-- START OF Record list --

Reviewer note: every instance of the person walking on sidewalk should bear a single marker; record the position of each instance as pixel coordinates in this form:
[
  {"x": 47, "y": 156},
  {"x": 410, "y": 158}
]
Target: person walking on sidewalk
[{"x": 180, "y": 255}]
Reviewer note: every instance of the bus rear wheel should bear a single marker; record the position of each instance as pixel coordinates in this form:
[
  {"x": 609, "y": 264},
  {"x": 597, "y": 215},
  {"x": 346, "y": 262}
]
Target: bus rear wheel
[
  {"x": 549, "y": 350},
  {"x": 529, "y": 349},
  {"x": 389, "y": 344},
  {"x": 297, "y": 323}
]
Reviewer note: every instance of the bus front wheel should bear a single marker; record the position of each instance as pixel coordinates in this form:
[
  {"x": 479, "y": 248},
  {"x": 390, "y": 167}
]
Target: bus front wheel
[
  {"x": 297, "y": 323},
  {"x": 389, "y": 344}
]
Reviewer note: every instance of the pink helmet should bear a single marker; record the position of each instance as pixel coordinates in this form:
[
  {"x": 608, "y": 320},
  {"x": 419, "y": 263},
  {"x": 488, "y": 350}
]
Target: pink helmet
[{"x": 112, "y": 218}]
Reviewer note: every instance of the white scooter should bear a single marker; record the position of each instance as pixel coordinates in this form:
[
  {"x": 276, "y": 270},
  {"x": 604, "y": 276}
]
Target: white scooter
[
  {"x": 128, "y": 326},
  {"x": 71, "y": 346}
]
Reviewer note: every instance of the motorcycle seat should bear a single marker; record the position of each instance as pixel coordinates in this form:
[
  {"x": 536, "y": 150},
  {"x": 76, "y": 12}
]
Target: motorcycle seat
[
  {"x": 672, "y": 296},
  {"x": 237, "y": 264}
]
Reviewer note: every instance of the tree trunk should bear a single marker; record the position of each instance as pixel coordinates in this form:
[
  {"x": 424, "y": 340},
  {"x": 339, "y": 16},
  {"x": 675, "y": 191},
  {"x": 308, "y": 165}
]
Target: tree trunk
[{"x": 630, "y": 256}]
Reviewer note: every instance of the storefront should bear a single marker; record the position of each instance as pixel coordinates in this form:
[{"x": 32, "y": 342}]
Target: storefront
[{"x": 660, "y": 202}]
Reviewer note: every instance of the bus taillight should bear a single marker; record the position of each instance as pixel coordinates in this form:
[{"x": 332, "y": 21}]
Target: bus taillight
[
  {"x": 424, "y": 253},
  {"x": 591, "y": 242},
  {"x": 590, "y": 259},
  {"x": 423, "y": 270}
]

-- END OF Record list --

The task:
Please print every row above without changing anything.

Worked answer:
Reviewer note: every instance of the person walking on sidewalk should bear a single marker; record the position of each instance as pixel coordinates in this form:
[
  {"x": 47, "y": 156},
  {"x": 410, "y": 158}
]
Target: person walking on sidewalk
[{"x": 180, "y": 255}]
Reviewer note: every instance of the bus rear wheel should bear a single marker; record the position of each instance as pixel coordinates in this form:
[
  {"x": 609, "y": 264},
  {"x": 597, "y": 215},
  {"x": 346, "y": 262}
]
Target: bus rear wheel
[
  {"x": 549, "y": 350},
  {"x": 529, "y": 349},
  {"x": 389, "y": 344},
  {"x": 297, "y": 323}
]
Reviewer note: every instance of the bus front wheel should bear a single marker; record the position of each instance as pixel coordinates in this form:
[
  {"x": 479, "y": 248},
  {"x": 390, "y": 167}
]
Target: bus front wheel
[
  {"x": 297, "y": 323},
  {"x": 389, "y": 344}
]
Reviewer note: every instance of the pink helmet should bear a single marker; record the position of each instance as pixel coordinates in this form:
[
  {"x": 608, "y": 320},
  {"x": 419, "y": 263},
  {"x": 488, "y": 350}
]
Target: pink helmet
[{"x": 112, "y": 218}]
Reviewer note: every instance of the white scooter should bear a single marker; record the position of each instance as pixel coordinates in this form:
[
  {"x": 276, "y": 270},
  {"x": 604, "y": 276}
]
Target: white scooter
[
  {"x": 128, "y": 326},
  {"x": 71, "y": 346}
]
Reviewer note: every instance of the motorcycle seat should bear a single marker; record the position of each instance as pixel coordinates in this form:
[
  {"x": 536, "y": 150},
  {"x": 76, "y": 12}
]
Target: motorcycle seat
[
  {"x": 672, "y": 296},
  {"x": 237, "y": 264}
]
Reviewer note: every instance of the tree trunk should bear a single marker; record the position of each instance as pixel coordinates in this form:
[
  {"x": 424, "y": 340},
  {"x": 339, "y": 16},
  {"x": 675, "y": 191},
  {"x": 308, "y": 165}
]
Target: tree trunk
[{"x": 630, "y": 256}]
Reviewer note: every instance of the storefront should bear a single marker; record the position of each instance as pixel coordinates in this form:
[{"x": 32, "y": 342}]
Target: storefront
[{"x": 660, "y": 202}]
Reviewer note: every instance of the bus taillight should bear a single marker; record the position of each instance as pixel coordinates in this form:
[{"x": 332, "y": 21}]
Target: bus taillight
[
  {"x": 424, "y": 253},
  {"x": 591, "y": 242},
  {"x": 590, "y": 259},
  {"x": 423, "y": 270}
]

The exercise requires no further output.